On Wed, Jan 26, 2011 at 11:54, Matus Chochlik <chochlik@gmail.com> wrote:
On Wed, Jan 26, 2011 at 10:37 AM, Yakov Galka <ybungalobill@gmail.com> wrote:
Excuse my ignorance, but can someone explain to me why people are so keen on immutable strings? Aren't they basically the same as 'shared_ptr<const std::string>'?
I'm fairly neutral on the immutability issue, I do not oppose it if someone shows why it is a superior design, provided it does not break everything horribly (from the backward compatibility perspective).
Me too, but it definitely will break existing code: string.resize(91); [...]
? What are those properties? Isn't std::string *is* what it should have
been?
Do you mean that you want to put there in any possible algorithm you can imagine?
What I was talking about is basically adding some more convenience member functions, many of which are currently implemented by the string_algo Boost library, to the strings interface and more importantly to extend the strings interface with 'Unicode-functionality' i.e. the ability to traverse the string not just as a sequence of bytes but as a sequence of Unicode code-points and if possible even "logical characters".

----------

Request 1:
Convert the rows, from the line containing "blueberries, then report the bounding box." through the end of the rows, into a JSON list of strings. Use one string per line and leave out blank lines.

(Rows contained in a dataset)
----------

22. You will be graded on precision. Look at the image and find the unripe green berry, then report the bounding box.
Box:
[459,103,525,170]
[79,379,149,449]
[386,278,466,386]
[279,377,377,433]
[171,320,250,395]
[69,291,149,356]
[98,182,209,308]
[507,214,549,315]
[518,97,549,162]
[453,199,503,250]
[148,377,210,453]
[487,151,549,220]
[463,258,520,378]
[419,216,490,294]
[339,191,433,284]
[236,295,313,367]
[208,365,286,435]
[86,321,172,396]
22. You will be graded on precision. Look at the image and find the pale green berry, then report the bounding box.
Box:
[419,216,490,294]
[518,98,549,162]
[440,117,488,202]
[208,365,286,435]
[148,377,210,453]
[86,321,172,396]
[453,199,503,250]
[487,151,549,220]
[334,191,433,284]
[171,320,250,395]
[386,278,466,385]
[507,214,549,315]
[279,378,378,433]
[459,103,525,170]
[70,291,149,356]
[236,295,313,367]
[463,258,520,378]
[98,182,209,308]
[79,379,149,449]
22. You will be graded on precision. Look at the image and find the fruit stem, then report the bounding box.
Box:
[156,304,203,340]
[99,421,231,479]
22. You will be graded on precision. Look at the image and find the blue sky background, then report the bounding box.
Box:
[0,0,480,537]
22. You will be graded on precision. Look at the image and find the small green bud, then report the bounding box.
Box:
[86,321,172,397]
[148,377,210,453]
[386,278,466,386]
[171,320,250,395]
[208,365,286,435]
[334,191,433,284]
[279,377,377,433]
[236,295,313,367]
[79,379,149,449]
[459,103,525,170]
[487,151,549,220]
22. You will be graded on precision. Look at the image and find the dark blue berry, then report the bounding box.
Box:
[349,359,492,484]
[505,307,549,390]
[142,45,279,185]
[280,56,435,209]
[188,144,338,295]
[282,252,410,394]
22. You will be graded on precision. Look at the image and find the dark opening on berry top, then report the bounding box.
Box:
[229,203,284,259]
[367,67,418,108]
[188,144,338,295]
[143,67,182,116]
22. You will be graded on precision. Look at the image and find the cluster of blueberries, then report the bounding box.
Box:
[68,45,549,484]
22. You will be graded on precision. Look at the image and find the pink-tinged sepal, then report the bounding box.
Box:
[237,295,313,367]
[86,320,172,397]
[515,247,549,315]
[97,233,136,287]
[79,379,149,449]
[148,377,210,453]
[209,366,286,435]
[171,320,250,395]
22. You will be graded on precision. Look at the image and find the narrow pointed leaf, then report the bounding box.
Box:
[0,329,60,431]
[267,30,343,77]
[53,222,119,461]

----------

Request 2:
In the thread on immutable strings, shorten the paragraph beginning "What I was talking about" and keep its main facts.

Worked answer 1:
[
  "22. You will be graded on precision. Look at the image and find the cluster of blueberries, then report the bounding box.",
  "Box:",
  "[68,45,549,484]",
  "22. You will be graded on precision. Look at the image and find the pink-tinged sepal, then report the bounding box.",
  "Box:",
  "[237,295,313,367]",
  "[86,320,172,397]",
  "[515,247,549,315]",
  "[97,233,136,287]",
  "[79,379,149,449]",
  "[148,377,210,453]",
  "[209,366,286,435]",
  "[171,320,250,395]",
  "22. You will be graded on precision. Look at the image and find the narrow pointed leaf, then report the bounding box.",
  "Box:",
  "[0,329,60,431]",
  "[267,30,343,77]",
  "[53,222,119,461]"
]

Worked answer 2:
The writer means adding more convenience member functions to the string interface. Many of these are currently implemented by Boost's string_algo library. More importantly, the writer wants to add Unicode functionality, so that a string can be traversed as Unicode code points rather than only as bytes, and if possible as "logical characters".